• _PASSAGE PROVIDED_
━━━━━━━━━━━━━━━━

The current Book Club selection is “The Emerald Mile” by Kevin Fedarko. Ostensibly dealing with an attempt to set a record for the fastest trip through the Grand Canyon in a small boat, it turns out to be an overview of the Colorado River and man’s attempts to harness it.
One chapter in the book sings the praises of the Civil Engineers who designed and constructed Boulder Dam and then Glen Canyon. These are indeed two massive structures that tested the audacity and technology of the engineering and construction industry in the middle of the twentieth century.
Another chapter focuses on the efforts of super-conservationists David Brower and Martin Litton to preserve wilderness by opposing the construction of high dams and flooding magnificent canyons. The author presents their case objectively without emphasizing the inherent conflict between civilization and conservation.
This conflict has been eloquently explored by John McPhee in his masterpiece “Encounters with the Archdruid”, which the club read nearly twenty years ago. In it the author arranged three encounters in which Brower was paired with a major opponent in a threatened environment.
Most powerful was a raft trip through the Canyon with Floyd Dominy, commissioner of the United States Bureau of Reclamation and a passionate advocate of exploiting the potential of all our rivers. He and Brower spent the trip arguing the merits of building the Glen Canyon dam. McPhee reported their debates objectively, providing his readers with enough information to understand the dilemma posed by destruction of wilderness in the name of progress.
Civil Engineers are committed to serve society by designing and building necessary public projects, with a minimum negative impact on the environment. Nowhere is this more difficult than in the management of our nation’s rivers. We have accomplished great advances in navigation, flood control, hydro-electric power, water harvesting, and recreation, but always with a negative impact of some magnitude.
Pittsburghers are keenly aware that our beloved three rivers were navigable only part of the year prior to the introduction of the locks and dams that converted them into a series of inter-connected pools with constant depth. Beginning in 1885 with a dam and lock at Davis Island (Avalon), the entire Ohio River was eventually converted into a year-around transportation artery providing a low cost, high volume capability for moving bulk cargoes. The impact on the environment have been minimal.
Flood control is a different matter. Old-timers remember the 1936 St. Patrick’s Day Flood when the rivers crested twenty-one feet above flood level in downtown Pittsburgh causing massive damage throughout the region. We think the construction of flood control dams in the Allegheny and Monongahela watersheds has successfully reduced the flood control problem in this area to an acceptable minimum, but it has been at a cost to the natural environment.
The best example of this is the Kinzua Dam. Constructed in 1965, it has the capability of storing 1,300,000 acre-feet of water in a massive reservoir that flooded the Kinzua Valley. Acquiring the land necessary for the reservoir required the breaking of the 1794 Canandaigua Treaty, which granted the Seneca Nation rights to the land in their reservation, “in perpetuity”. Six hundred Senecas and thousands of acres of valuable farmland were displaced.
I am ambivalent regarding the ethics of this project. It is essential for flood control. Our family enjoyed camping many times on the reservoir; from a recreational standpoint I think it was probably an improvement over the valley it replaced. Betraying the Senecas and forcing them out of their sacred home is a little bit harder for me to justify.

━━━━━━━━━━━━━━━━

• _DATA EXTRACT_
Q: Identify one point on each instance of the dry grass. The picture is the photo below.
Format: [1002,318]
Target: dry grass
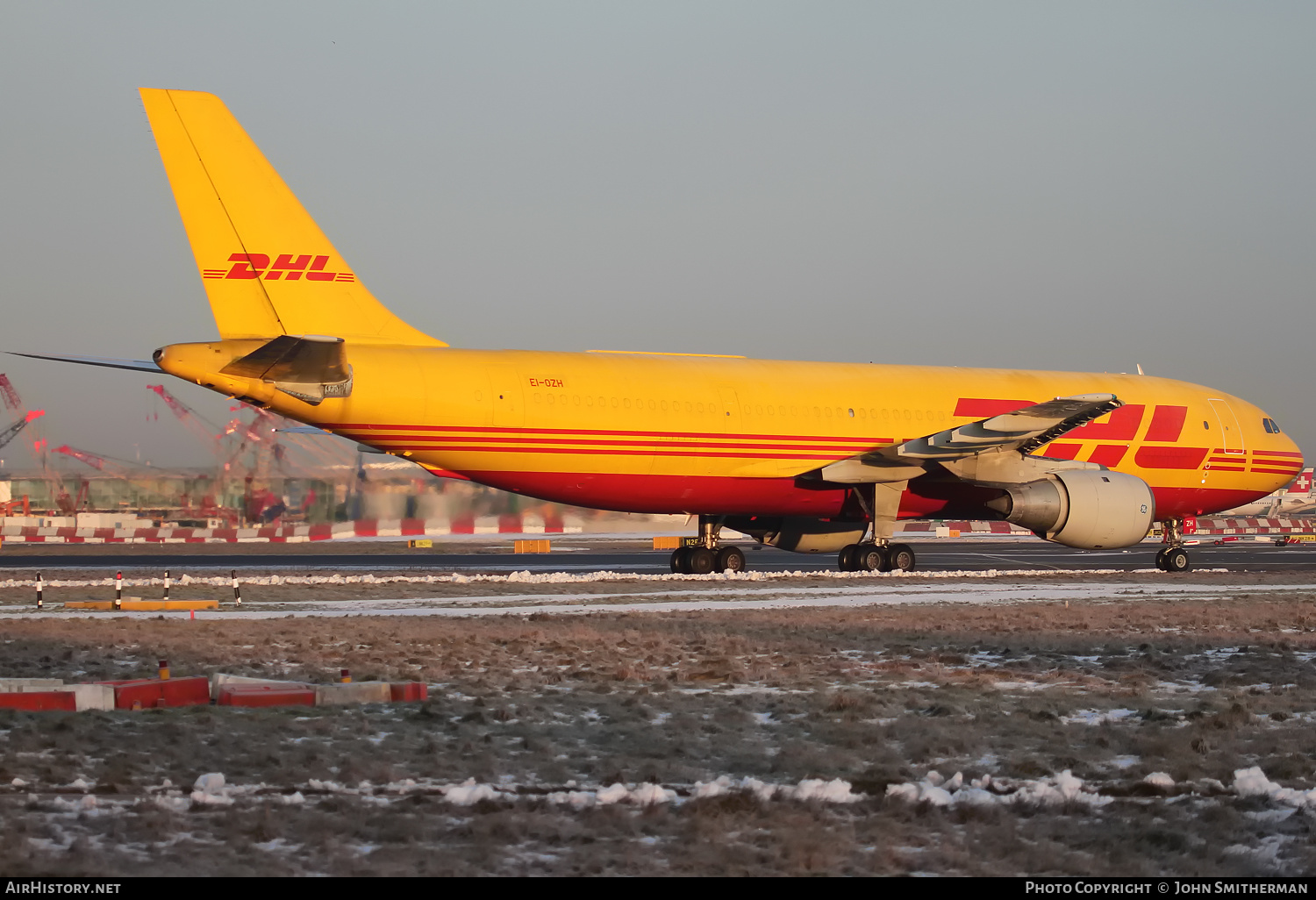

━━━━━━━━━━━━━━━━

• _STATED TASK 1_
Answer these from the essay on dams:
(a) In what year was the Kinzua Dam constructed?
(b) Who wrote "Encounters with the Archdruid"?
(c) How many feet above flood level did the rivers crest in downtown Pittsburgh during the 1936 St. Patrick's Day Flood?
• _STATED TASK 2_
From the essay on dams, extract everything from "Civil Engineers are" down to "of some magnitude.", word for word.
• _STATED TASK 3_
Write what comes next in the essay on dams, picking up after its final sentence.
The lines placed after the essay on dams have no connection to it.

• _OUTPUT 1_
(a) 1965
(b) John McPhee
(c) Twenty-one feet

• _OUTPUT 2_
Civil Engineers are committed to serve society by designing and building necessary public projects, with a minimum negative impact on the environment. Nowhere is this more difficult than in the management of our nation’s rivers. We have accomplished great advances in navigation, flood control, hydro-electric power, water harvesting, and recreation, but always with a negative impact of some magnitude.

• _OUTPUT 3_
In the heyday of dam construction in the West, hydropower provided a significant portion of our energy needs. By the time we had exploited most of the potential sites for its production our rapidly expanding appetite for energy had dramatically reduced its significance.
In 1950 when our population was one hundred and fifty million persons, we consumed 335 billion kilowatt-hours of electricity annually, thirty percent of which was produced by hydropower. Today, when our population is three hundred and thirty million, we are consuming over four trillion kilowatt-hours per year; the hydro segment has shrunk to about six percent. The justification of damming rivers for hydro-electric energy production has become less compelling.
And what about harvesting water? In the Great Basin region of our country there is insufficient annual rainfall to permit normal agriculture. We have resolved this by harvesting water from our rivers, the Colorado being the prime example. In terms of annual discharge the Colorado is not among the nation’s largest. Its annual average discharge of 22,000 cubic feet per second (cfs) ranks it thirty seventh in the United States.
Nonetheless the sixteen million acre feet of water carried by the Colorado in a typical year is a valuable asset in the portion of the country that it drains, so valuable that nearly every drop of it is removed and harvested for agricultural (and recreational) use before it reaches the Mexican border. Treaties with Mexico require us to reserve 2,000 cfs for them; all of it is promptly harvested for agriculture in the Mexicali region, leaving the stream bed dry when it reaches Baja California.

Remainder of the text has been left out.